DIRECTIONS - Copy down every line of the data that follows exactly. Omit the pictures.
(DATA SHOWN)
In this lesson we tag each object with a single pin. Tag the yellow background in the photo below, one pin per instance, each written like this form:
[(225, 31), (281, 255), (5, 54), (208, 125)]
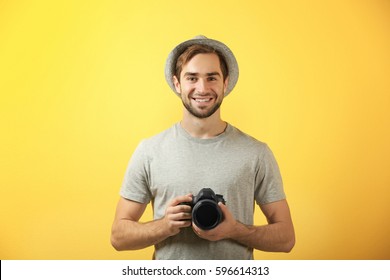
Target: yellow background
[(82, 83)]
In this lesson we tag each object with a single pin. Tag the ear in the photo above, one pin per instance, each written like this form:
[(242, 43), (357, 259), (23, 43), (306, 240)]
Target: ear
[(225, 84), (177, 84)]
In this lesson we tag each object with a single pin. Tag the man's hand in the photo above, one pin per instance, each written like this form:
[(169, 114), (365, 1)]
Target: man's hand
[(223, 231), (178, 216)]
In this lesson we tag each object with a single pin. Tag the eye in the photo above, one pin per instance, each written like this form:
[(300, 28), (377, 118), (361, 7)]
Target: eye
[(191, 78)]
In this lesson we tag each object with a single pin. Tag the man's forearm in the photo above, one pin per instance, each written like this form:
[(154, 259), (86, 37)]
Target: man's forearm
[(277, 237), (132, 235)]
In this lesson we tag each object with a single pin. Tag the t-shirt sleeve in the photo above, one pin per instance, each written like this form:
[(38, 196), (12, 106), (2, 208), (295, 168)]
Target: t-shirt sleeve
[(269, 184), (135, 185)]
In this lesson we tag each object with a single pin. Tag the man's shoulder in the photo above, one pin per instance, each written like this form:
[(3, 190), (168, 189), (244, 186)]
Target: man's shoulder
[(247, 139)]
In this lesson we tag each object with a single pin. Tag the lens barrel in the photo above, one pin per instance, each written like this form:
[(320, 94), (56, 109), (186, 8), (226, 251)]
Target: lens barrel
[(206, 214)]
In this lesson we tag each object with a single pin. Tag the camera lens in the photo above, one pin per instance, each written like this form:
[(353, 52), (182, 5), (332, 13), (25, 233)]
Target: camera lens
[(206, 214)]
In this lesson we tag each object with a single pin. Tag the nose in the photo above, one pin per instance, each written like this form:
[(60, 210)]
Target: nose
[(202, 86)]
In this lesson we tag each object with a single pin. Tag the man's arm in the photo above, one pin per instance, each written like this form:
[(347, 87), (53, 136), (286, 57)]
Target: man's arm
[(277, 236), (129, 234)]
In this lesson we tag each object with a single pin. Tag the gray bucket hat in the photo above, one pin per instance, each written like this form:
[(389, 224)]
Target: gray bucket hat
[(231, 61)]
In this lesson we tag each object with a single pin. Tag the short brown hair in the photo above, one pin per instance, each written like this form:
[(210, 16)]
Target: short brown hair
[(193, 50)]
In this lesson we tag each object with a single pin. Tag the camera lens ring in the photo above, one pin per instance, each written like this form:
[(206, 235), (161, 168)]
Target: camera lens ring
[(206, 214)]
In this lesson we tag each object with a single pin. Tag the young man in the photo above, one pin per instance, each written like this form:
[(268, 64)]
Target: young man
[(202, 151)]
(End DATA SHOWN)
EXERCISE RESULT -
In this lesson we tag each object with a single pin. Tag the yellow background in the photo below, one pin per instance, each written like this form:
[(225, 31), (281, 255), (5, 54), (208, 125)]
Target: yellow background
[(82, 83)]
In this lesson we tag each object with a single pin. Tag the ear in the photo above, one pin per instance, each written like this form:
[(242, 43), (357, 259), (23, 43), (306, 240)]
Target: ear
[(225, 84), (177, 84)]
In this lesson we tag each object with a single pin. Tag the man's hand in the photo above, one pin per instance, each written like this form:
[(169, 114), (365, 1)]
Target: man's hand
[(223, 231), (178, 216)]
In this lesson we tag each object with a single pin. Tag the eye in the photo above, one pin per instance, each written like this form:
[(300, 28), (377, 118), (361, 7)]
Target: eye
[(191, 78)]
In this lesson we tag each object with a single pin. Tag the man's forearm in the photo above, one pin per instance, each written like this form:
[(154, 259), (86, 37)]
Target: man's forearm
[(277, 237), (132, 235)]
In this lesson we tag each object with a single pin. Tag the t-shirt sleeve in the photo above, one pin per instance, each written like this form:
[(38, 196), (12, 106), (2, 208), (295, 168)]
Target: t-shirt sleeve
[(269, 184), (135, 185)]
In this lesson we tag each object with a single pin. Tag the man's shoulder in the photo above, one pin per instance, each written like this form:
[(3, 190), (168, 189), (244, 186)]
Target: man's shoulder
[(247, 139)]
In this lesson we tag each object with a single pin. Tag the lens barrel in the photo above, one pin per instance, each written like this form:
[(320, 94), (56, 109), (186, 8), (226, 251)]
Target: lens barrel
[(206, 214)]
In this lesson we tag each object with a single pin. Tag the camera lens in the photo above, one pin per instance, each written like this form:
[(353, 52), (182, 5), (332, 13), (25, 233)]
Target: camera lens
[(206, 214)]
In this lesson we tag each object with a single pin. Tag the nose in the photo above, one pin per instance, each written like this form:
[(60, 210)]
Target: nose
[(202, 86)]
In this lesson we tag each object with a single pin. Tag the man's arm in the photo above, one pin per instance, each written like this form:
[(347, 87), (53, 136), (286, 57)]
Target: man's arm
[(277, 236), (129, 234)]
In this lesson we tag each object with a single pin. Tag the gray bucket hat in the photo above, one pin per instance, each written like this form:
[(389, 224)]
Target: gray bucket hat
[(231, 61)]
In this lesson we tag each object with a single pin. Tag the short brown hair in the photo above, one pin per instance, each written like this form:
[(210, 16)]
Target: short brown hair
[(193, 50)]
In this lesson we tag each object with a single pin. Tag the camera lens ring in the photo above, one pin per instance, each written like this form:
[(206, 235), (161, 168)]
Target: camera lens ring
[(206, 214)]
In this lesson we tag each object with a single pin. Tag the young man in the photo above, one pin per instance, each written like this form:
[(268, 64)]
Target: young man
[(202, 151)]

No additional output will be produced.